PASSAGE PROVIDED:
>> START
I am running a Jupyter notebook public server as in this tutorial : http://jupyter-notebook.readthedocs.io/en/stable/public_server.html
I want to use pyspark-2.2.1 with this server. I pip-installed py4j and downloaded spark-2.2.1 from the repository.
Locally, i added in my .bashrc the command lines
export SPARK_HOME='/home/ubuntu/spark-2.2.1-bin-hadoop2.7'
export PATH=$SPARK_HOME:$PATH
export PYTHONPATH=$SPARK_HOME/python:$PYTHONPATH
and everything works fine when i run python locally.
However, when using the notebook server, i cannot import pyspark, because the above commands have not been executed at jupyter notebook's startup.
I partly (and non elegantly) solved the issue by typing
import sys
sys.path.append("/home/ubuntu/spark-2.2.1-bin-hadoop2.7/python")
in the first cell of my notebook. But
from pyspark import SparkContext
sc = SparkContext()
myrdd = sc.textFile('exemple.txt')
myrdd.collect() # Everything works find util here
words = myrdd.map(lambda x:x.split())
words.collect()
returns the error
Py4JJavaError: An error occurred while calling z:org.apache.spark.api.python.PythonRDD.collectAndServe.
: org.apache.spark.SparkException: Job aborted due to stage failure: Task 0 in stage 0.0 failed 1 times, most recent failure: Lost task 0.0 in stage 0.0 (TID 0, localhost, executor driver): java.io.IOException: Cannot run program "python": error=2, No such file or directory
Any idea how i can set the correct paths (either manually or at startup) ?
Thanks
>> END
TASK REQUIREMENTS:
1) Answer these about the forum post on using pyspark in Jupyter, one answer per line:
(a) Which Spark version does the poster want to use?
(b) In which file did the poster put the export lines?
(c) According to the error message, which program cannot be run?
2) Rewrite the forum post on using pyspark in Jupyter from "I partly (and" to "sc = SparkContext()", replacing "SparkContext" with "SparkSession".

DATA SEGMENT:
>> START
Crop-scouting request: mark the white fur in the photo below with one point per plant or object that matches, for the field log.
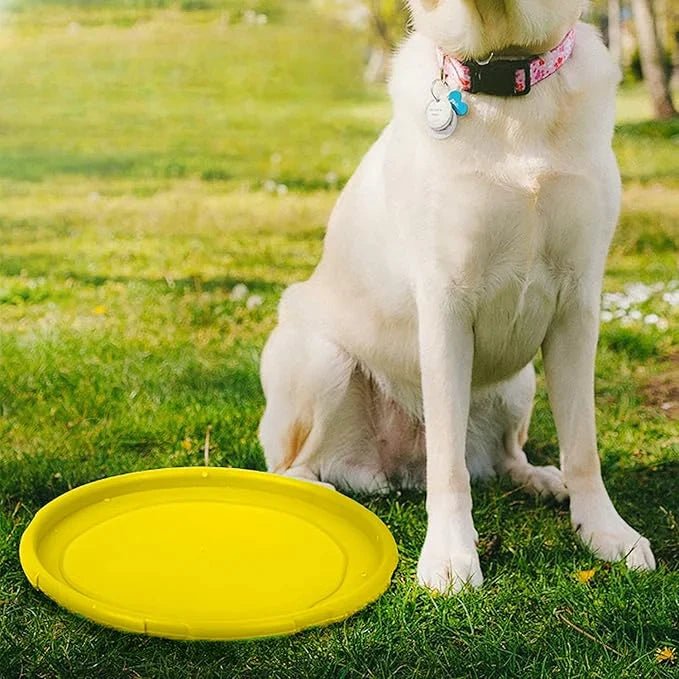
>> END
EXPECTED OUTPUTS:
1)
(a) 2.2.1
(b) .bashrc
(c) python

2)
I partly (and non elegantly) solved the issue by typing
import sys
sys.path.append("/home/ubuntu/spark-2.2.1-bin-hadoop2.7/python")
in the first cell of my notebook. But
from pyspark import SparkSession
sc = SparkSession()